Direction ▸ Return each line of the records below verbatim, with no alterations.

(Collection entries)
◆ ◆ ◆ ◆ ◆

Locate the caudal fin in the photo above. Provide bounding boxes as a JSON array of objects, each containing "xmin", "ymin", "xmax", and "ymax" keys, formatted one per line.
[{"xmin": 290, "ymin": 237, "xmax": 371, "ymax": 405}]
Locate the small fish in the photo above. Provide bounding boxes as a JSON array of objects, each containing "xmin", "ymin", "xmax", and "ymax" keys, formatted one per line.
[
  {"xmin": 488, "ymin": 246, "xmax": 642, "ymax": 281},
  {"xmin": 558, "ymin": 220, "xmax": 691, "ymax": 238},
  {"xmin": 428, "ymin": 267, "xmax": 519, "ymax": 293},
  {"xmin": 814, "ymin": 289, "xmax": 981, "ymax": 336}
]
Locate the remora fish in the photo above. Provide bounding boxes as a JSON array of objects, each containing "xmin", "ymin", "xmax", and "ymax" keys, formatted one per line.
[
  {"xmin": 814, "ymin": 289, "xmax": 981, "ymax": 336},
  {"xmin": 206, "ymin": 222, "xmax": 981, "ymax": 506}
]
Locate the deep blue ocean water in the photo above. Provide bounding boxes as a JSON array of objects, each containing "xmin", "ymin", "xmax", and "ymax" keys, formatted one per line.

◆ ◆ ◆ ◆ ◆

Written response ▸
Locate the caudal fin in the photo above. Provide bounding boxes as a JSON array of objects, each containing "xmin", "ymin", "xmax", and "ymax" keys, formatted one per line.
[{"xmin": 290, "ymin": 237, "xmax": 371, "ymax": 405}]
Locate the small fish in the photo above. Provide bounding boxes as a JSON array of objects, each containing "xmin", "ymin", "xmax", and "ymax" keys, formatted one per line.
[
  {"xmin": 488, "ymin": 246, "xmax": 642, "ymax": 281},
  {"xmin": 558, "ymin": 220, "xmax": 691, "ymax": 238},
  {"xmin": 428, "ymin": 267, "xmax": 519, "ymax": 293},
  {"xmin": 814, "ymin": 289, "xmax": 981, "ymax": 336}
]
Locate the remora fish in the photo above. Provide bounding boxes as a JSON array of objects, each containing "xmin", "ymin", "xmax", and "ymax" keys, formatted one per line.
[
  {"xmin": 814, "ymin": 289, "xmax": 981, "ymax": 336},
  {"xmin": 206, "ymin": 222, "xmax": 981, "ymax": 506}
]
Locate the deep blue ocean water in the photo above. Provide bounding boxes as a JSON array of objects, each containing "xmin", "ymin", "xmax", and "ymax" keys, formatted one per line.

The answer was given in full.